Skip to main content

Noach | The Prohibition of Murder

This week’s shiurim are dedicated by Joseph and Phyllis Eisenman in honor of Judah L. Eisenman
28.03.2019
Text file

 

 

 

Introduction

 

Parashat Noach tells the story of the Flood.  Morally bankrupt humanity is swept away, and all of animal life with them, and only one righteous individual, his wife and family are preserved.  Bidden to construct an ark, Noach is to save not only himself, but to take with him the possibility of a new beginning for all life.  The rains fall, the floodwaters rage, and the earth and its vileness are washed away.  The ark bobs unsteadily on the waters, traversing a featureless ocean that stretches off to eternity.  Finally, after many monotonous months, the waters begin to recede; the interred ark-dwellers are awakened from their timeless rocking by the jarring sound of the boat's underside striking land.  More time passes, now interminably, until the heavens shed their oppressive grayness and the first treetops appear.

 

The ark now firmly grounded on the slopes of Mount Ararat and the surface of the devastated earth finally dry, God commands Noach, his family and the animals to disembark.  Noach, perhaps experiencing an unsettling mixture of trepidation and joy, does so.  A destroyed world lays before him, bereft of any life save his small circle of family and the animals that huddle expectantly at the portal of the listing craft.  His feet finally planted on terra firma, Noach immediately erects an altar and offers sacrifice to God.  His powerful expression of resignation and gratitude, of recognition of God as the Sustainer of life and its Master is met by a Divine pledge to never again obliterate all life.

**Listed entries:**
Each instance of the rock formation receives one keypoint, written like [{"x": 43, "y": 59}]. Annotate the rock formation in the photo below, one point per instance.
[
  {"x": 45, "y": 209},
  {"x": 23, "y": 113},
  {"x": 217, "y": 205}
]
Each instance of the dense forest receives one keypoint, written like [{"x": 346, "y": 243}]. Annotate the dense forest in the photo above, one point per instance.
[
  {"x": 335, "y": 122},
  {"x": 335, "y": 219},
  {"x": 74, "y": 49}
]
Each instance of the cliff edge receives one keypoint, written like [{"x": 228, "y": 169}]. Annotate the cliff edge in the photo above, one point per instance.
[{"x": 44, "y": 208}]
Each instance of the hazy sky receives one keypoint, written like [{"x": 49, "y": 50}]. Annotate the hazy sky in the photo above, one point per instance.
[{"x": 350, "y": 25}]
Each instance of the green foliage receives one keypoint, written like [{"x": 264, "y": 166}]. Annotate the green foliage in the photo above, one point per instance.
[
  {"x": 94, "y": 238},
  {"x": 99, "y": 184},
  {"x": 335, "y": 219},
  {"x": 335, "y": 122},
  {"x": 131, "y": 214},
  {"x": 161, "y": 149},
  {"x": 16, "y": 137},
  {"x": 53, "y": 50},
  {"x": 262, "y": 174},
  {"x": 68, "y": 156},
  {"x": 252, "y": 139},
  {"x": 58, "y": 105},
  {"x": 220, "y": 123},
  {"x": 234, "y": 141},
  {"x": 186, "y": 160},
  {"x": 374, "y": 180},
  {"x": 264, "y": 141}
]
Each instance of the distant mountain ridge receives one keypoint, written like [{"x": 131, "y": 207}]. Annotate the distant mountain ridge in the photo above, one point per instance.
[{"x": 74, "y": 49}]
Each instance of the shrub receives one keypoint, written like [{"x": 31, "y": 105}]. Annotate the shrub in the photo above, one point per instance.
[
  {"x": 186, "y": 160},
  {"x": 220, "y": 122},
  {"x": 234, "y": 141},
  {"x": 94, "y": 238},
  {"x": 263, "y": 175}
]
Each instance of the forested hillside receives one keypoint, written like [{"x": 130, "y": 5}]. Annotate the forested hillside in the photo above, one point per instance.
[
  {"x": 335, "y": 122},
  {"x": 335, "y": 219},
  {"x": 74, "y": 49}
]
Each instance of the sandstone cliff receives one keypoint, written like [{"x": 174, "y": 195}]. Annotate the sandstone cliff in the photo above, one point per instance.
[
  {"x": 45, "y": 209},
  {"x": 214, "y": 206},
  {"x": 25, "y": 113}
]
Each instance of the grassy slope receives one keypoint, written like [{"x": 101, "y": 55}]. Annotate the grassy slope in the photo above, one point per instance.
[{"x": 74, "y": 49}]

**Problem to solve:** Proceed with the Noach essay, picking up right after its last sentence. The data comes from a source separate from the Noach essay.

**Written answer:**
"For as long as the earth endures, the times of planting and harvest, the seasons of fall and spring, summer and winter, and the cycles of day and night will not cease" (Bereishit 8:22).

 

The Divine Proclamation

 

"God blessed Noach and his children and He said to them: 'Be fruitful and multiply, and replenish the earth.  Fear of you and dread will be upon all of the animals of the earth and upon all of the birds of the sky; everything that creeps upon the ground as well as the fish of the sea are given into your hand.  Any creature that lives shall be your food, for I have given you all of them without restraint, as freely as the plant vegetation.  But nevertheless, do not consume the flesh of a creature while it is still alive.  Moreover, I will require of you an accounting of your blood that is your soul, from every beast I will require an accounting; and from humanity, even from a man's own brother, will I require an accounting of the soul of the person.  He that sheds the blood of a person shall have his own blood shed by other people, for man was wrought in God's image.  As for you, be fruitful and multiply, swarm upon the earth and increase" (Bereishit 9:1-8).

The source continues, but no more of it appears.